# Alıştırma Yönergesi
Aşağıdaki Türkiye-Afrika forumu haberinde "Başkan Erdoğan: Gazze’de" ifadesini içeren sözlerle açılıp "yok ediliyor’ dedi." ifadesiyle kapanan bölümü kelimesi kelimesine alıntılar mısın?

# Kaynak Metin

# # # #

Başkan Erdoğan: Gazze’de insanlık yok ediliyor

Cumhurbaşkanı Recep Tayyip Erdoğan, İstanbul Kongre Merkezi’nde düzenlenen Türkiye- Afrika 4. İş ve Ekonomi Forumu Kapanış Töreni’nde konuştu. Erdoğan konuşmasında İsrail’in Gazze’ye yönelik abluka ve bombalamalarına yönelik olarak ‘Gazze’de insanlık yok ediliyor’ dedi.

İstanbul Kongre Merkezi’nde düzenlenen 4. Türkiye-Africa Ekonomi ve İş Forumu’nun kapanış programı Cumhurbaşkanı Recep Tayyip Erdoğan’ın katılımıyla gerçekleşti. Programa, Ticaret Bakanı Ömer Bolat, Afrika Birliği Başkanı ve Komorlar Birliği Devlet Başkanı Azali Assoumanı, Dış Ekonomik İlişkiler Kurulu (DEİK) Başkanı Nail Olpak, Afrika İş Konseyi Başkanı Amany Asfour ve çok sayıda yabancı ve yerli iş insanları katıldı. Programda Cumhurbaşkanı Erdoğan katılımcılara hitap etti.

“TÜM AFRİKA’DAKİ BÜYÜKELÇİLİK SAYIMIZI 44’E ÇIKARDIK”

Törende konuşan Cumhurbaşkanı Erdoğan, “Türk milleti olarak Afrika halklarıyla kökleri 10. yüzyıla uzanan güçlü bağlarımız bulunuyor. Kıtanın farklı şehirlerinde inşa dilen asırlık camiler, kütüphaneler, hanlar, limanlar aramızdaki kadim dostluğun nişanelerinden bazılarıdır. Ortak tarihimizin izlerine, Sudan’dan Libya’ya, Harar’dan Cumburcu’ya kadar kıtanın her köşesinde rastlıyoruz.

# # # #

# Sağlanan Malzeme
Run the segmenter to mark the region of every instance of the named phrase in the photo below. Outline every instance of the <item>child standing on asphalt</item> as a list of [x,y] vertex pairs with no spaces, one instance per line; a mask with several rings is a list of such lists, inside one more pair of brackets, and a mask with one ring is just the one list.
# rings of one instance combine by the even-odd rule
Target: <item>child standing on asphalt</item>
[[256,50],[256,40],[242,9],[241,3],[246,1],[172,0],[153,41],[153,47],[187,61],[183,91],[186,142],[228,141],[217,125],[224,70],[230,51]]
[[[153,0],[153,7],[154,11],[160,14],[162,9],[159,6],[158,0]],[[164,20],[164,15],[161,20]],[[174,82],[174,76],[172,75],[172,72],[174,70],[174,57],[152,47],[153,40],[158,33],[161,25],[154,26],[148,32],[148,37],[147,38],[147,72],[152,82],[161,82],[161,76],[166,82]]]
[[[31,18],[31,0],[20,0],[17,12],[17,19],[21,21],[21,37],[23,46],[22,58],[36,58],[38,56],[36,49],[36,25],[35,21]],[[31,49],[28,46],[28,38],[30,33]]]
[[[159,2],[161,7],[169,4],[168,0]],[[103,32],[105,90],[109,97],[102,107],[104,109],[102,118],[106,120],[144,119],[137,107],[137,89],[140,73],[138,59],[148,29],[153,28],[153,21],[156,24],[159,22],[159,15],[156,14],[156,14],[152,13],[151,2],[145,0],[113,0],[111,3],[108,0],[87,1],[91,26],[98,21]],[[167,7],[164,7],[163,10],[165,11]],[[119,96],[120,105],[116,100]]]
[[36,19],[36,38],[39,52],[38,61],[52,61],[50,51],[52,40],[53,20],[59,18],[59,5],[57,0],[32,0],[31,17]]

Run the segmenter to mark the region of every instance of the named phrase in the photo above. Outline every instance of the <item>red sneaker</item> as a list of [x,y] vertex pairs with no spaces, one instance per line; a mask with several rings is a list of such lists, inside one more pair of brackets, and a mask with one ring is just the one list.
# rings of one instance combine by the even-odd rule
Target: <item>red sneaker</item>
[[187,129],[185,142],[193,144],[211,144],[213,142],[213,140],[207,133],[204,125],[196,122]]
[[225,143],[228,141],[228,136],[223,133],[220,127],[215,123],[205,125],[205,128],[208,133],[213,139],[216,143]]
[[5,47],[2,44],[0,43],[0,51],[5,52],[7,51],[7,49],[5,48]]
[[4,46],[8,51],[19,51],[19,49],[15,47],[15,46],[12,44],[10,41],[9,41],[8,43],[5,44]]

# # # #

# Yazılı Yanıt
Başkan Erdoğan: Gazze’de insanlık yok ediliyor

Cumhurbaşkanı Recep Tayyip Erdoğan, İstanbul Kongre Merkezi’nde düzenlenen Türkiye- Afrika 4. İş ve Ekonomi Forumu Kapanış Töreni’nde konuştu. Erdoğan konuşmasında İsrail’in Gazze’ye yönelik abluka ve bombalamalarına yönelik olarak ‘Gazze’de insanlık yok ediliyor’ dedi.